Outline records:
— Start —

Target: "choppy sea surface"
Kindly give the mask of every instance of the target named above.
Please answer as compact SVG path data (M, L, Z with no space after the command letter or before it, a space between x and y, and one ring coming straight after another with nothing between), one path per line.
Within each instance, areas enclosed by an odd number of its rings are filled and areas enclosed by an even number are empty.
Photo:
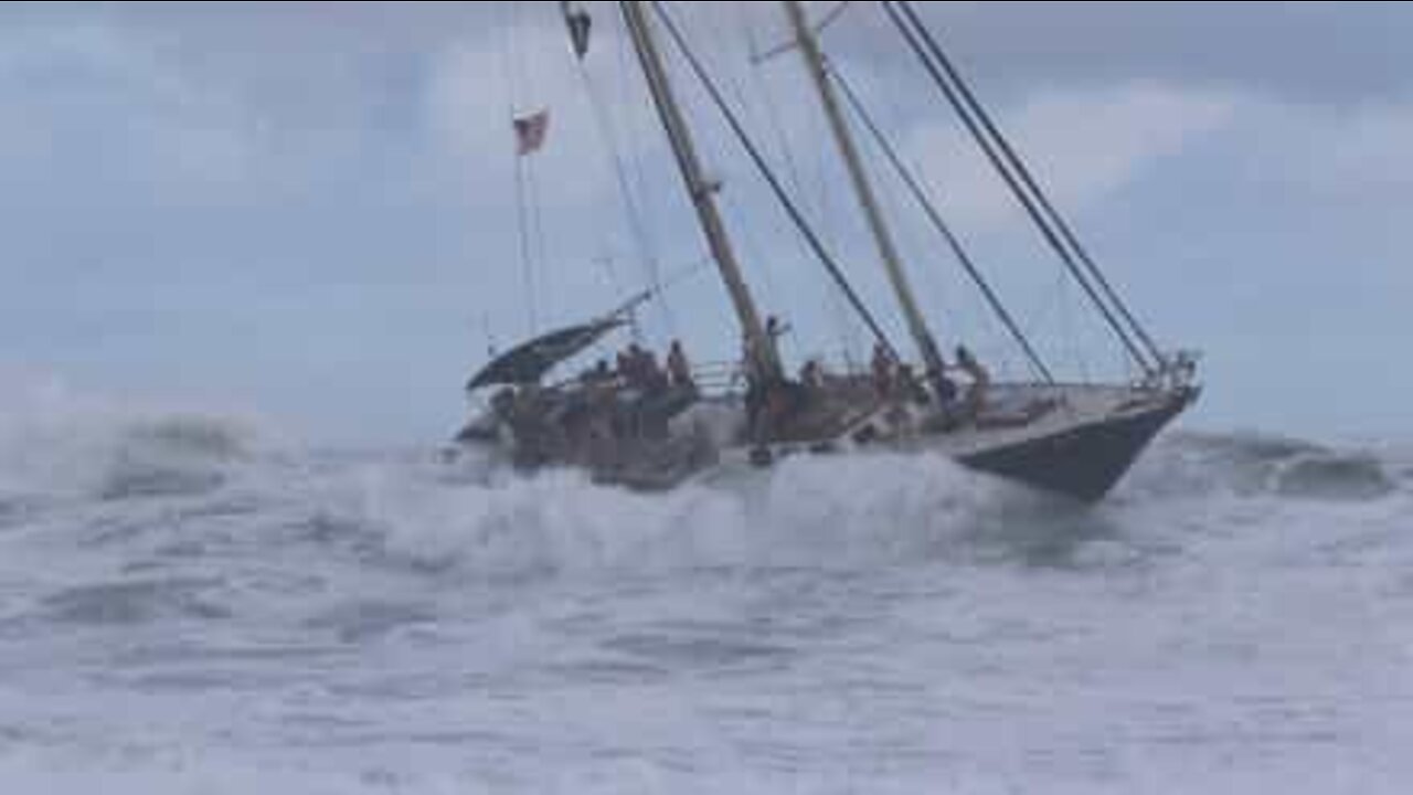
M1405 451L1259 436L1080 511L933 458L634 497L31 406L0 785L1402 794L1410 511Z

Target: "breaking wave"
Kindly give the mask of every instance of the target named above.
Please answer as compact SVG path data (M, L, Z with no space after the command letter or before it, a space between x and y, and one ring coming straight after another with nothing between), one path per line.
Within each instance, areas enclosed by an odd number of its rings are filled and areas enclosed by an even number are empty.
M1130 489L1169 497L1368 502L1403 491L1410 474L1407 464L1388 453L1262 434L1177 434L1150 454Z
M1095 511L935 457L797 460L770 475L649 497L572 472L519 477L434 454L292 451L244 419L40 396L0 426L0 529L82 511L83 522L58 525L82 526L69 532L88 533L86 543L120 528L158 563L259 546L479 580L938 557L1082 566L1094 555L1109 562L1105 542L1147 528L1164 505L1181 504L1177 513L1217 499L1365 504L1406 494L1413 480L1368 451L1177 434ZM148 593L133 587L123 593ZM89 603L78 594L54 607L83 613Z

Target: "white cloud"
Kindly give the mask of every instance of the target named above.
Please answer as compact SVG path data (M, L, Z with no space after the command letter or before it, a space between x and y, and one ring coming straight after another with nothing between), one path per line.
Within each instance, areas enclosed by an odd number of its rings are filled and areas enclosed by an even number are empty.
M998 113L998 122L1056 201L1084 212L1164 158L1231 126L1236 112L1231 96L1136 83L1041 93ZM959 222L996 228L1016 216L1015 201L959 124L921 126L909 136L906 151Z

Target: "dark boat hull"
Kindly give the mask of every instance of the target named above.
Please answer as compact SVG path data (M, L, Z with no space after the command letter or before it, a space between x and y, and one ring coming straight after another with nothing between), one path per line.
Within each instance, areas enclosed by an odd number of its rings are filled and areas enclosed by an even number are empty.
M1101 502L1133 468L1159 433L1197 399L1174 393L1149 409L1053 436L969 455L962 465L1081 502Z

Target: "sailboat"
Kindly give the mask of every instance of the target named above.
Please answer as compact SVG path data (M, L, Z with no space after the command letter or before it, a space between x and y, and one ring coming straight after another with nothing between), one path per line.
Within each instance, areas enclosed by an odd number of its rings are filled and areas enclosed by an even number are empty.
M480 409L458 434L458 443L497 451L526 470L579 468L599 482L634 489L671 489L723 468L769 468L793 455L882 451L945 455L968 468L1064 498L1104 499L1152 441L1200 398L1195 356L1163 351L1136 320L913 4L876 3L1142 372L1115 383L1057 381L942 221L916 174L834 68L821 44L821 28L811 23L804 4L787 0L781 6L794 34L783 50L804 59L879 265L907 324L917 364L910 365L883 332L873 310L774 175L666 4L625 0L617 10L682 188L731 298L743 340L742 361L725 379L685 372L681 361L660 371L642 351L622 358L617 368L601 362L579 375L560 372L627 325L633 310L651 298L644 294L493 358L468 383ZM569 3L561 7L575 54L584 57L586 11ZM706 177L694 130L678 103L664 40L675 45L800 238L873 334L872 366L831 375L810 364L798 378L788 375L777 345L776 321L763 318L759 310L718 207L721 185ZM849 109L877 139L877 149L886 153L976 282L986 306L1024 351L1036 371L1034 381L992 382L986 368L961 347L954 362L945 359L875 194Z

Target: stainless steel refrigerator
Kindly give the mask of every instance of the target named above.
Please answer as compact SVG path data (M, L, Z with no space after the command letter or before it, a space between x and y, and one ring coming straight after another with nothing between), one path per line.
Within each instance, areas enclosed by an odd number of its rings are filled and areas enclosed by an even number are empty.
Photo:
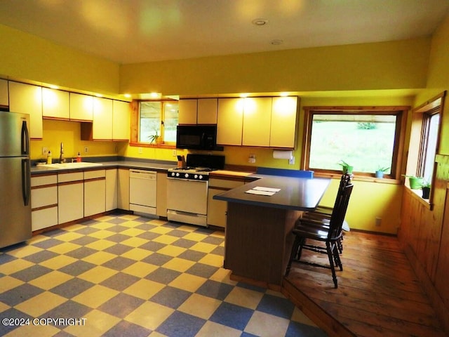
M29 117L0 111L0 248L31 238Z

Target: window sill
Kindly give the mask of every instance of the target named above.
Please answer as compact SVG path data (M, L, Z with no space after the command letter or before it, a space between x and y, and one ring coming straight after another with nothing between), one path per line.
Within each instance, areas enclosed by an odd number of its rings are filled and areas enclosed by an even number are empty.
M159 149L176 149L175 144L165 144L163 143L156 143L154 144L148 144L145 143L130 143L130 146L138 146L139 147L155 147Z

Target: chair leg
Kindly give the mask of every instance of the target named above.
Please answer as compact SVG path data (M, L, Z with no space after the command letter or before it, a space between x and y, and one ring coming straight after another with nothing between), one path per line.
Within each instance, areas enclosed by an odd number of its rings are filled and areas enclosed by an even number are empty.
M330 265L330 270L332 271L332 279L334 282L334 286L335 289L338 288L338 284L337 281L337 275L335 275L335 267L334 266L334 257L333 257L333 249L330 242L326 242L326 246L328 251L328 258L329 258L329 264Z
M287 264L287 270L286 270L286 276L288 276L288 273L290 272L290 270L292 267L292 262L295 259L295 256L298 253L298 250L300 248L300 245L302 242L301 237L297 235L295 235L295 241L293 242L293 245L292 246L292 251L290 253L290 258L288 259L288 263Z

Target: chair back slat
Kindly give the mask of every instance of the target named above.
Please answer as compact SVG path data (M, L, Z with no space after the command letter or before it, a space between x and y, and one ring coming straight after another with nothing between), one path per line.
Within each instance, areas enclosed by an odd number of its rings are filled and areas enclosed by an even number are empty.
M339 193L337 194L335 204L334 205L329 222L328 239L337 239L342 234L343 221L344 220L346 211L348 208L348 204L349 204L349 197L351 197L353 187L354 185L352 184L346 185L341 192L339 191Z

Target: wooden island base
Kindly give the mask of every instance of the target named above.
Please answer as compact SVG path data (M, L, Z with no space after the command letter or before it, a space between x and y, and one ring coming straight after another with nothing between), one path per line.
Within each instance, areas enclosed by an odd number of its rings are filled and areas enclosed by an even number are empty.
M279 290L302 213L228 201L224 266L232 279Z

— End —

AIM - Recast the lines from the one containing "Target: window sill" through the one containing "M159 149L176 149L175", both included, as a Markdown table with the columns Row and Line. Number each row and leave out blank lines.

TASK OUTPUT -
| Row | Line |
|---|---|
| 1 | Target: window sill |
| 2 | Kindly give the mask of every instance of the target named above. |
| 3 | Please answer as compact SVG path data (M, L, Z with no space after the command letter or before it, a space between x and y, and one ring coming straight after another with nothing between), one path per line. |
| 4 | Within each instance, areas enclosed by an odd number of its rings are filled and areas enclosed by an even number are empty. |
| 5 | M159 149L176 149L175 144L165 144L163 143L156 143L154 144L148 144L145 143L130 143L130 146L138 146L139 147L155 147Z |